- **Supplied records**
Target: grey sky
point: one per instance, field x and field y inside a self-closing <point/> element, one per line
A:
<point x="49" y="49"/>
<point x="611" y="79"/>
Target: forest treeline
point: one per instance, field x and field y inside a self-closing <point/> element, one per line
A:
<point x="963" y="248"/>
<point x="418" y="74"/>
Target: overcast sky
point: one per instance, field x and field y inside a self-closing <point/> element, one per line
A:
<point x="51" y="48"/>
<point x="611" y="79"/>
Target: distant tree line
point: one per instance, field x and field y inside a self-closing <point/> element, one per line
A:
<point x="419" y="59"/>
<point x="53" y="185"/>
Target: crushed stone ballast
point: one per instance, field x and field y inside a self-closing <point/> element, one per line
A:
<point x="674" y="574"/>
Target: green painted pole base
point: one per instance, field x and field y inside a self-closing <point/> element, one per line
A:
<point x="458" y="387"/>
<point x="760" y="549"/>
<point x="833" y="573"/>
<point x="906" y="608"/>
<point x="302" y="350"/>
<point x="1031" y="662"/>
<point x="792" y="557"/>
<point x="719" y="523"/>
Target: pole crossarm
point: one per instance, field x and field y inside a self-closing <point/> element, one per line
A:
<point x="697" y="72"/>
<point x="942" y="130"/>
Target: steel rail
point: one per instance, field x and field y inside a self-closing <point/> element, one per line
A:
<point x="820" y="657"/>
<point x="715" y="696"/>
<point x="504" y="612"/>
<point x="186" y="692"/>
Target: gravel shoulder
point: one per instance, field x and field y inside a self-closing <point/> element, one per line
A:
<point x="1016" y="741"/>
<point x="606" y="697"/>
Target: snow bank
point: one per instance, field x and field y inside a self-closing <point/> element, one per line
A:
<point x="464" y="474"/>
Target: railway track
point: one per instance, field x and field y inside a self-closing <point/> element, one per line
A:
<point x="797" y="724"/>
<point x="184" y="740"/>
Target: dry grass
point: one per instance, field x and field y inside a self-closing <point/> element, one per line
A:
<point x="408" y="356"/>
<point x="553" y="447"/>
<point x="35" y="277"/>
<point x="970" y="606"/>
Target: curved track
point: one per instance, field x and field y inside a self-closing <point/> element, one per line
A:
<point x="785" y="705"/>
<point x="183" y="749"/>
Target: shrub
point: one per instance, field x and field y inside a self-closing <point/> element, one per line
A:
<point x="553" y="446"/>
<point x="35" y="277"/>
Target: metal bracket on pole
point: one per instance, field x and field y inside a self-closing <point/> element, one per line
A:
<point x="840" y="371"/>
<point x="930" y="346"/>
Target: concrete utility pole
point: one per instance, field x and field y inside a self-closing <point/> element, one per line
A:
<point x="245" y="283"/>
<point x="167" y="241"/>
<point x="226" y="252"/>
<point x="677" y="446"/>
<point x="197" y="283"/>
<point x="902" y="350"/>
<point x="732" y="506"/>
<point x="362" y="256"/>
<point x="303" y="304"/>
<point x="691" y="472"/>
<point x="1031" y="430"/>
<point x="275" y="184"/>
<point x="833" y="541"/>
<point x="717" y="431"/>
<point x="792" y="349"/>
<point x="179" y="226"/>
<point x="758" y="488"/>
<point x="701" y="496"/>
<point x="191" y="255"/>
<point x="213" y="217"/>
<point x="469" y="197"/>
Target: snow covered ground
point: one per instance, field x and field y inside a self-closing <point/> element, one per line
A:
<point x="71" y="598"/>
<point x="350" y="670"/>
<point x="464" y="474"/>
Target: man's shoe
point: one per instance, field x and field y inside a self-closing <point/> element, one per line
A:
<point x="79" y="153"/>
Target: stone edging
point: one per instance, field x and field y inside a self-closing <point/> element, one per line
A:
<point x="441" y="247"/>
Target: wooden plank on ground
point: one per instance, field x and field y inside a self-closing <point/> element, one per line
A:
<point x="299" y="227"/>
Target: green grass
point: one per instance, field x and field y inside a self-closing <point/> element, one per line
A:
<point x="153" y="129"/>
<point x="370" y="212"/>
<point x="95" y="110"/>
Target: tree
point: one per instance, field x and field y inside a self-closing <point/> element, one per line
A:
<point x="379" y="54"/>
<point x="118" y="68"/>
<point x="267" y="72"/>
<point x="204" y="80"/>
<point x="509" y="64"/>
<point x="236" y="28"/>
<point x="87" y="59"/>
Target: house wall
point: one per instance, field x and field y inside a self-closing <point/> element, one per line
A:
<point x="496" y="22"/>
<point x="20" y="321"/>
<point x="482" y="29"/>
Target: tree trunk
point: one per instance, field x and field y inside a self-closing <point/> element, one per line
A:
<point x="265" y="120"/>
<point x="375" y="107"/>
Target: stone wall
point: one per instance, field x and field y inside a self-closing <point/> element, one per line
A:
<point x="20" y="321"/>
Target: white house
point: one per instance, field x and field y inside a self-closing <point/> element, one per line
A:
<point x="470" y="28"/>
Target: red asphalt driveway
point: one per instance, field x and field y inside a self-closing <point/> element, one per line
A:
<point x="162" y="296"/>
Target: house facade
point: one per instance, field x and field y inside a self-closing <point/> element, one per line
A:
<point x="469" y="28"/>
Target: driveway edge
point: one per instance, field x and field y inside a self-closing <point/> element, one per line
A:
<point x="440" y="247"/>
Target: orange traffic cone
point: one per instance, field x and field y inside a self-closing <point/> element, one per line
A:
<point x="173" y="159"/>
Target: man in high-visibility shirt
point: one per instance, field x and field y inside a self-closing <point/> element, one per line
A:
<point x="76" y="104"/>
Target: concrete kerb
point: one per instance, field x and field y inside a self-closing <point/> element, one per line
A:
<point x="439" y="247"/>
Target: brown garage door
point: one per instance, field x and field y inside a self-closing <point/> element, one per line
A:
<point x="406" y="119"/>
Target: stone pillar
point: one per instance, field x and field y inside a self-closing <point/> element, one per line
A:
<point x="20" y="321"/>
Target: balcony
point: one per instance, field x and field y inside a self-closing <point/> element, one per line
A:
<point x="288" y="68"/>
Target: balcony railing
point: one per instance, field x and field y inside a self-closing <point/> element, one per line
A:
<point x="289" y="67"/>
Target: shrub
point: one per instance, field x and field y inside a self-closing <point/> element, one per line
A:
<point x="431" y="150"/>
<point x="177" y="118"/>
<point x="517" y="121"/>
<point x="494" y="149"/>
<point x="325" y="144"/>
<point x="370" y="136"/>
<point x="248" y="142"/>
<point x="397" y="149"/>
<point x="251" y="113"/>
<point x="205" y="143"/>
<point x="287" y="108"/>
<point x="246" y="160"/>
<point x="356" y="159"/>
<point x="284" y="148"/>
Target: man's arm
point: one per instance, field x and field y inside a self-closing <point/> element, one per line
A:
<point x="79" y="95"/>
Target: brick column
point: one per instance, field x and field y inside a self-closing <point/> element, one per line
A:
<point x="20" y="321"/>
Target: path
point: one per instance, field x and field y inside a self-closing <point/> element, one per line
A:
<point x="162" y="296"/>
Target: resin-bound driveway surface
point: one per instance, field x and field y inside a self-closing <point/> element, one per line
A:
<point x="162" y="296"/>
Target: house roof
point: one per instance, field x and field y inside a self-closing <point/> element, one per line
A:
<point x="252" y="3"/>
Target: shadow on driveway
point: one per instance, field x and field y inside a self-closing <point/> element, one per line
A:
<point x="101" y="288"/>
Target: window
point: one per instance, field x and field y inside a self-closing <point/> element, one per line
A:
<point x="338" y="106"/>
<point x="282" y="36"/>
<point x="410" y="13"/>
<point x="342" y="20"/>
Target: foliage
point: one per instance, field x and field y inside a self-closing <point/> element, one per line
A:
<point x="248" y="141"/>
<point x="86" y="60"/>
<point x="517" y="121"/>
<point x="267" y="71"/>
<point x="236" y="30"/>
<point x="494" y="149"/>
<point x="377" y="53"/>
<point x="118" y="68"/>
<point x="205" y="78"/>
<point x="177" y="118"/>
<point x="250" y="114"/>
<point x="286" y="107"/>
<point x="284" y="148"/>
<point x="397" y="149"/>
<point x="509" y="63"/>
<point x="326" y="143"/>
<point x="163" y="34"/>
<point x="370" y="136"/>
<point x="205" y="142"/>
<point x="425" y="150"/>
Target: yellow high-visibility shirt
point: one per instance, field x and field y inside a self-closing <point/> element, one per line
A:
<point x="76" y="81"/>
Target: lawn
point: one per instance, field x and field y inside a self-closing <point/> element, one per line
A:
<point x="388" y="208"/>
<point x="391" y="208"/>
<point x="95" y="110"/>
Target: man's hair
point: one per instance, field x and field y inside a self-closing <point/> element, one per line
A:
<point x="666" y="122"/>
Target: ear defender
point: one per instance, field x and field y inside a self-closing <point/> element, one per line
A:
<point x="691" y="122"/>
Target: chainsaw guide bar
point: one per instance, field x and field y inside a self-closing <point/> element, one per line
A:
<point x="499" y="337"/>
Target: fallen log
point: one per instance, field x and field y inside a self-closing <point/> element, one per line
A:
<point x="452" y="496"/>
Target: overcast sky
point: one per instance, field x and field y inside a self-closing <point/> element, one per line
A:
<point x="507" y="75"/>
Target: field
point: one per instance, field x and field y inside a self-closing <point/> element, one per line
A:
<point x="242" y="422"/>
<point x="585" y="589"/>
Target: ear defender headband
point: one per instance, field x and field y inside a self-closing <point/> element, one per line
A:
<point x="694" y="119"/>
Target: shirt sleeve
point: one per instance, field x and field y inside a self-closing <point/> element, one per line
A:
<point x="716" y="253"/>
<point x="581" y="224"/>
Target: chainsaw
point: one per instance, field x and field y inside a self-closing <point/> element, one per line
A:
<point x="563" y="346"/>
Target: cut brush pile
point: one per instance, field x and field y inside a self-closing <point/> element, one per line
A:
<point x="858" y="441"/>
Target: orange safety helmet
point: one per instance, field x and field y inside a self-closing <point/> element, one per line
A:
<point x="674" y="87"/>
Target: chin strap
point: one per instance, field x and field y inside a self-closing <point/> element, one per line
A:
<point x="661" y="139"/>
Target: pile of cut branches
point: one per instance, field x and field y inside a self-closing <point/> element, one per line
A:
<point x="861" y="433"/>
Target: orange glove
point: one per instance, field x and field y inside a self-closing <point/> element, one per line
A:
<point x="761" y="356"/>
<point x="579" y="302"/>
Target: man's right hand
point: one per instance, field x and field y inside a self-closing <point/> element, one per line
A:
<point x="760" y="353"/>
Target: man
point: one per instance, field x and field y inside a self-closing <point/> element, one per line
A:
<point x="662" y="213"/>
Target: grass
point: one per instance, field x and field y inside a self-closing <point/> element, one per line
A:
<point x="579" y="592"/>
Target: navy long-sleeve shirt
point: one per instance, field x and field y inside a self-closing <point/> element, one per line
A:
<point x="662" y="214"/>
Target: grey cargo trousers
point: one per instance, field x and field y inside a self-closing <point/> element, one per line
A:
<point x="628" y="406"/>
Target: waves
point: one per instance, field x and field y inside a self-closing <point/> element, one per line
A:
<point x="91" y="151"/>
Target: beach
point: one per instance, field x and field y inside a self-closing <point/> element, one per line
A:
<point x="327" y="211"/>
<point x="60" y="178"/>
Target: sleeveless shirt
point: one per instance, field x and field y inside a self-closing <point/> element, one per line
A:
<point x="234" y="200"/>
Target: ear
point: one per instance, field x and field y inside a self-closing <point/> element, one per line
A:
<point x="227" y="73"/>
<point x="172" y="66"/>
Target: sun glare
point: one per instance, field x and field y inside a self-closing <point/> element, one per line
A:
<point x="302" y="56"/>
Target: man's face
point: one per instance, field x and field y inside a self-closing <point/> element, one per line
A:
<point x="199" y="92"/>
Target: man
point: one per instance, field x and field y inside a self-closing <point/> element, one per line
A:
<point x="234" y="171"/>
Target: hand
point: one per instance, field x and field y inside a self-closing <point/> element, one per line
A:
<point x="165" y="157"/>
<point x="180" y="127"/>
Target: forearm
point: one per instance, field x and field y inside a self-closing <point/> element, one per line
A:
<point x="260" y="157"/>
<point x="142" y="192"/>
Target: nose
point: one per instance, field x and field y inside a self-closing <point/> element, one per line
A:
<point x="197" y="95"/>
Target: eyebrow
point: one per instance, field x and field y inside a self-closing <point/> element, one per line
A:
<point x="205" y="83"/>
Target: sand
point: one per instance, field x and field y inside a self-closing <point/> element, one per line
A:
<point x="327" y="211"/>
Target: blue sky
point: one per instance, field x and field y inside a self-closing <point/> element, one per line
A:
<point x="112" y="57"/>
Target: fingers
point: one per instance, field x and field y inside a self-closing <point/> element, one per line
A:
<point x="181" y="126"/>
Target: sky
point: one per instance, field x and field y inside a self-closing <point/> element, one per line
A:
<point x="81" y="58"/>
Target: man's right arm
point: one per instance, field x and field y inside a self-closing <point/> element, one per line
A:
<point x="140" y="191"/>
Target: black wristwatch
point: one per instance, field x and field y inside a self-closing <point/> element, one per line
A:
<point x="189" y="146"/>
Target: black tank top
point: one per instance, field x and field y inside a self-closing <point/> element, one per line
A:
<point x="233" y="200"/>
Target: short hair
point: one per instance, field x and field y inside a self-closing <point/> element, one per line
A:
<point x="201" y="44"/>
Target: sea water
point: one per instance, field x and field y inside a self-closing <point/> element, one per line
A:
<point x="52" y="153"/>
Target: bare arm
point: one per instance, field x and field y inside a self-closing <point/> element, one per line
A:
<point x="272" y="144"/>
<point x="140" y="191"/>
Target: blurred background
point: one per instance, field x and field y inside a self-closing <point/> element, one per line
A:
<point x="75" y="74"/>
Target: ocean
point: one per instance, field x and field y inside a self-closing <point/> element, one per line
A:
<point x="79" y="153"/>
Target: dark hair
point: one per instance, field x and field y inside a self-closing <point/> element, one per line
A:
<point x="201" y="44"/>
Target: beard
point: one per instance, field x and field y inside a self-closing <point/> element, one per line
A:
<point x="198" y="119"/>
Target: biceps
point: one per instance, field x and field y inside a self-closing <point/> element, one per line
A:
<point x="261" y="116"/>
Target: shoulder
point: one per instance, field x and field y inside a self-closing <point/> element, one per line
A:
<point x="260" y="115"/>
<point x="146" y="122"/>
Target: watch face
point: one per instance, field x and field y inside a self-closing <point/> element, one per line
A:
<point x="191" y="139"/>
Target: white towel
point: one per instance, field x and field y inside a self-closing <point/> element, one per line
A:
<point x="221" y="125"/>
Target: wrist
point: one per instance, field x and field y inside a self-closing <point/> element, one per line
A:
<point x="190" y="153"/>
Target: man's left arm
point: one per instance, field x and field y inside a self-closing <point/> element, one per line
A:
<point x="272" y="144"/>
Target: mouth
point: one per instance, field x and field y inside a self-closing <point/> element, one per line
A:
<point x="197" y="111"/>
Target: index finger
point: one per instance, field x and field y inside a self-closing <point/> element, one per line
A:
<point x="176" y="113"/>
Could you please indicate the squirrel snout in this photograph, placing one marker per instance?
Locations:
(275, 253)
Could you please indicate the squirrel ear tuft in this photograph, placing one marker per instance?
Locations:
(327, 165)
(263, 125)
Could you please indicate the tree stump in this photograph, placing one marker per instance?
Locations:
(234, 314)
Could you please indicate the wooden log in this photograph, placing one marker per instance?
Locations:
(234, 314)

- **Challenge**
Please reproduce the material verbatim from the line that contains "Could you please indicate the wooden" through the last line of the material, including both.

- **Written solution**
Could you please indicate the wooden log in this photograph, placing one marker per instance?
Locations:
(234, 314)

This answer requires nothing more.